## [GIVEN TASK]
Change each occurrence of "couple on the lawn" in the records below to "pair on the grass", and leave all other text unchanged.

## [DATASET EXTRACT]
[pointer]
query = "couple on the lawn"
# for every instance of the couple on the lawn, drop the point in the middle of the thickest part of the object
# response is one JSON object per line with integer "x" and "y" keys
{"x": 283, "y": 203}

## [COMPLETE OUTPUT]
[pointer]
query = "pair on the grass"
# for every instance of the pair on the grass, drop the point in the middle of the thickest part of the object
# response is one JSON object per line with integer "x" and "y" keys
{"x": 283, "y": 203}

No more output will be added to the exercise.